+++ RAW RECORDS +++

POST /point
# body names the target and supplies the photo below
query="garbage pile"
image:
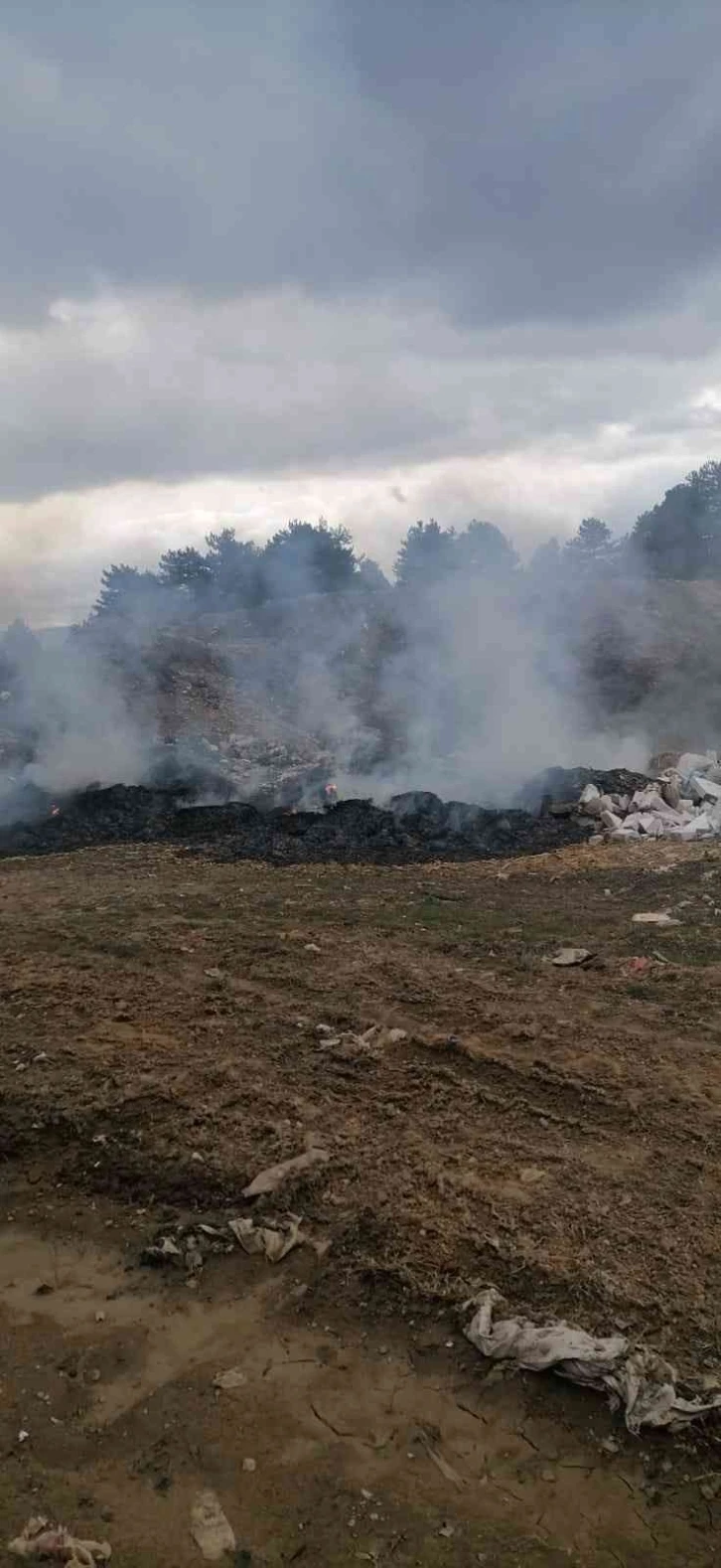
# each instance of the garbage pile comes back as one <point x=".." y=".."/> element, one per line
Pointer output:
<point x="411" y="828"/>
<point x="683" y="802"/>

+++
+++ RAW RECORDS +++

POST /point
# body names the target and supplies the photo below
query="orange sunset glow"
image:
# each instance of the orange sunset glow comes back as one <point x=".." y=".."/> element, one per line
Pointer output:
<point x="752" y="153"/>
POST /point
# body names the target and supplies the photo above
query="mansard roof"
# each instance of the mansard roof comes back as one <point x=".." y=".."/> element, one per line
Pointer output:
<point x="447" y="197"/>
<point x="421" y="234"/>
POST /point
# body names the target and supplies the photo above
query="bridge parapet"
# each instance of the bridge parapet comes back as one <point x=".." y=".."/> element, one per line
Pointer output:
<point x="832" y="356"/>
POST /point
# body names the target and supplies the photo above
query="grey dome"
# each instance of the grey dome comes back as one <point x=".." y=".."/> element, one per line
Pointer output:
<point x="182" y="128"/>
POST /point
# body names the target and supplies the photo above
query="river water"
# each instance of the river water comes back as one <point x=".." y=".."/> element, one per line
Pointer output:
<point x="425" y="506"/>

+++
+++ RAW RECORDS +++

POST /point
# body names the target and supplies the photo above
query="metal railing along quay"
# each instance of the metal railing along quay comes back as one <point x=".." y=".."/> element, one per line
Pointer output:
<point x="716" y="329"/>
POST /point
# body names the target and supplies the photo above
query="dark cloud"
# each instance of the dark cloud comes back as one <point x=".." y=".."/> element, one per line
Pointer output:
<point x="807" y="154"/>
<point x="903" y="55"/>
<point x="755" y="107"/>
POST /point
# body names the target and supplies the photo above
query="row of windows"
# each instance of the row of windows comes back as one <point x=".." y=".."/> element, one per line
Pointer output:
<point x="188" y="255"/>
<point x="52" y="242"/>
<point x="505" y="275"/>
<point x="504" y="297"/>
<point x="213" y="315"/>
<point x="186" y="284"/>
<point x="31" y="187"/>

+++

# CHALLENGE
Pick out each line in the items above that contains the word "roof" and copy it.

# WRITTEN REPLY
query="mansard roof"
# each instance of the mansard roof comes back as one <point x=".." y=".."/> element, one per line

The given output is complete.